> **WHAT YOU ARE ASKED TO DO**
Return verbatim the run of lines that opens with the line holding "Where can the grass be" and closes with the last line of the records.

> **EXTRACTED DATA**
## start
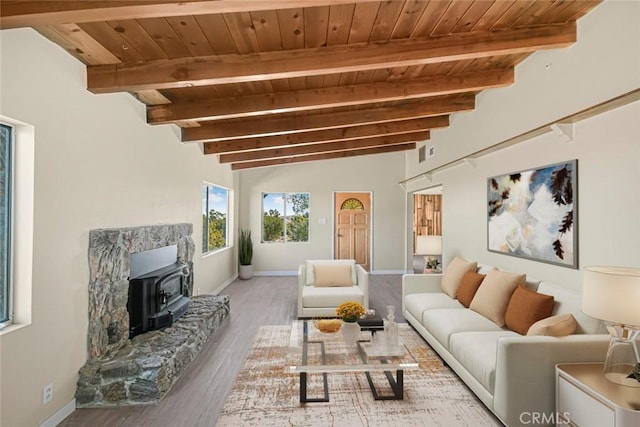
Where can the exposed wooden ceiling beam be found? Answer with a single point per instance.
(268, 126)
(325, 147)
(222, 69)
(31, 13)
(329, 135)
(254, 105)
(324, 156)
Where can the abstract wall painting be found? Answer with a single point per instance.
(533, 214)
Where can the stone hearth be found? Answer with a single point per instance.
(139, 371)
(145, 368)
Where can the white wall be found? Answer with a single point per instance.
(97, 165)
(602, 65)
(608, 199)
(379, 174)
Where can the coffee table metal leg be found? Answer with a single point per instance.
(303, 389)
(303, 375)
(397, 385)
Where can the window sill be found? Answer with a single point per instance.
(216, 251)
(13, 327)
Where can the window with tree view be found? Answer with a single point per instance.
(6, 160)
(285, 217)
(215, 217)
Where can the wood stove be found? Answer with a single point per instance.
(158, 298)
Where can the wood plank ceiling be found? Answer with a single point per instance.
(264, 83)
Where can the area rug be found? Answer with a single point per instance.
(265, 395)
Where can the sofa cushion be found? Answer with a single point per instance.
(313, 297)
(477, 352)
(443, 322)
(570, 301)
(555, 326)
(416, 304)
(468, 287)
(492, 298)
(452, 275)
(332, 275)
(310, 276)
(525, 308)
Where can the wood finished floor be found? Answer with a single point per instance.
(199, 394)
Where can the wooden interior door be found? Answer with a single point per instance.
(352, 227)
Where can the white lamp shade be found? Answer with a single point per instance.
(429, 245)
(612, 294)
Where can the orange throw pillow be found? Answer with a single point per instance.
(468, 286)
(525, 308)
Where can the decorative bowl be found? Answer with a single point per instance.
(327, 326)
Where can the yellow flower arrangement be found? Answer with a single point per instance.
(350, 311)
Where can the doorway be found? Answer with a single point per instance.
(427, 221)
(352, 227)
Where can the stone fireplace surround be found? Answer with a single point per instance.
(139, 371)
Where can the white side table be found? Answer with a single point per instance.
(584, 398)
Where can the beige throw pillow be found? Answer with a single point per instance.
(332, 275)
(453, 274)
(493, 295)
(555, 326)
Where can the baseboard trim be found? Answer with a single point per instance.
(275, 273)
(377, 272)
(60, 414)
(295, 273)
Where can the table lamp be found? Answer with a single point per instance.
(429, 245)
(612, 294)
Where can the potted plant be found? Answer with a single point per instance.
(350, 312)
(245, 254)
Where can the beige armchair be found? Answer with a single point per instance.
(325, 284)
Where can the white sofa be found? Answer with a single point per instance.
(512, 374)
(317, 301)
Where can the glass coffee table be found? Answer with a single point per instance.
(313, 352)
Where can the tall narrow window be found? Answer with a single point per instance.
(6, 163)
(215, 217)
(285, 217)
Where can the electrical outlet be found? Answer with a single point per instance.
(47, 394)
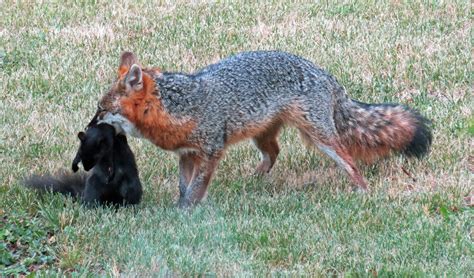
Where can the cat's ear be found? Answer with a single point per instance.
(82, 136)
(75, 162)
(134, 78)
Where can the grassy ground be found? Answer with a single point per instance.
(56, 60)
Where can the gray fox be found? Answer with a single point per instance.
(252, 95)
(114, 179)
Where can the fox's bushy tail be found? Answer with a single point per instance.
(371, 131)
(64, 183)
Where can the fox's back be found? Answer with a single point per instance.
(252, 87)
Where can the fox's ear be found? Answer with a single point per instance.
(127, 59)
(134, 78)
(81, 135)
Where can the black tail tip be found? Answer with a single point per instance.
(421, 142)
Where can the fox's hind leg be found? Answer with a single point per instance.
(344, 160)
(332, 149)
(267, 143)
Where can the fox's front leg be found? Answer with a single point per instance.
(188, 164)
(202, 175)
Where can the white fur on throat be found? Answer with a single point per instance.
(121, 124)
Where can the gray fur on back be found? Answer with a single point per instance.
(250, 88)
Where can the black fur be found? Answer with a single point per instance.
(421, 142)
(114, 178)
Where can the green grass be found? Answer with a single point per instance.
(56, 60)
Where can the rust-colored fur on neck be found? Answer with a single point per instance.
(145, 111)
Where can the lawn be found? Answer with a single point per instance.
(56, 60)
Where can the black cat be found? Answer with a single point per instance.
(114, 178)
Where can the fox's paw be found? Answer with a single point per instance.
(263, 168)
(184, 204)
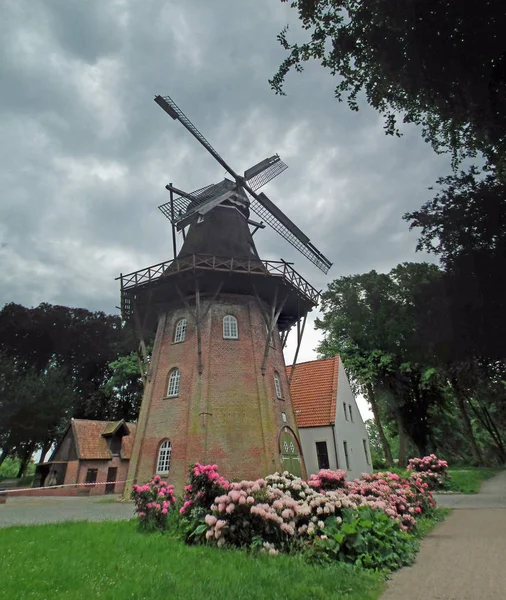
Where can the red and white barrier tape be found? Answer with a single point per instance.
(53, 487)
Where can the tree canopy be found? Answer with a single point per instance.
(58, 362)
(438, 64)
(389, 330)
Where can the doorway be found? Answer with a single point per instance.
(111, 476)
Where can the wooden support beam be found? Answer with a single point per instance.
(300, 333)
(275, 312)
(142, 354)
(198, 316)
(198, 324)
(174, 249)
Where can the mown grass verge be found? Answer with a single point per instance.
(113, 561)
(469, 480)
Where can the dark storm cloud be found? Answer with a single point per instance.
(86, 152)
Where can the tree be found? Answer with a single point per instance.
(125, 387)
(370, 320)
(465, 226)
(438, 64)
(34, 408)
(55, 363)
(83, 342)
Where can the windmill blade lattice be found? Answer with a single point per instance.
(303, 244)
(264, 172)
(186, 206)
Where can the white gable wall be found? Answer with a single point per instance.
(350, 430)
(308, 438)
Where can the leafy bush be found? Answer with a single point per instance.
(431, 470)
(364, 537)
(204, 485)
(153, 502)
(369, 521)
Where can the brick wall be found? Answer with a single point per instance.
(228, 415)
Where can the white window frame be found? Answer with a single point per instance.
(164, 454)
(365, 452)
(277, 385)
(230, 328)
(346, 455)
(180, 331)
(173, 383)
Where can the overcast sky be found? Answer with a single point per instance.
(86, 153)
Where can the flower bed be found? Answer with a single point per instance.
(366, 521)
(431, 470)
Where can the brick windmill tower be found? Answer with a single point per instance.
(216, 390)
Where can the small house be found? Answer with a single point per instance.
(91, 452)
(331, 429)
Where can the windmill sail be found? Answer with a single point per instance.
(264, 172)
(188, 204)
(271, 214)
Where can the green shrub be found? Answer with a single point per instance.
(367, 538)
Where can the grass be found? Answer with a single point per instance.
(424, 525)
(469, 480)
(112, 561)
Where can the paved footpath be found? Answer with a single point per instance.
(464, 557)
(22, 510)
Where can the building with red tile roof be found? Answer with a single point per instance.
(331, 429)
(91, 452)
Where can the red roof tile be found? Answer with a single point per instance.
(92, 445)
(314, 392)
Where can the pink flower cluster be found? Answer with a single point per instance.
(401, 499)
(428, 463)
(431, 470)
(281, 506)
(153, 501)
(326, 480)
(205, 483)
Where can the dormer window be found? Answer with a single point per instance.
## end
> **FINISHED EXERCISE**
Where can the grass be found? Answer with a single point per instance.
(424, 525)
(469, 480)
(112, 561)
Where can the paved footpath be found? Answer with a single point per instance.
(464, 557)
(22, 510)
Where can the building with red tile roof be found? Answer with a single point per instance.
(331, 429)
(91, 452)
Where can the red roof tile be found? Answer with a single point per instance.
(92, 445)
(314, 392)
Where can the pink flower cluster be found? Answer with a single point per instance.
(401, 499)
(428, 463)
(431, 470)
(281, 506)
(153, 501)
(326, 480)
(205, 483)
Where can the dormer window be found? Answer with a single point per instance.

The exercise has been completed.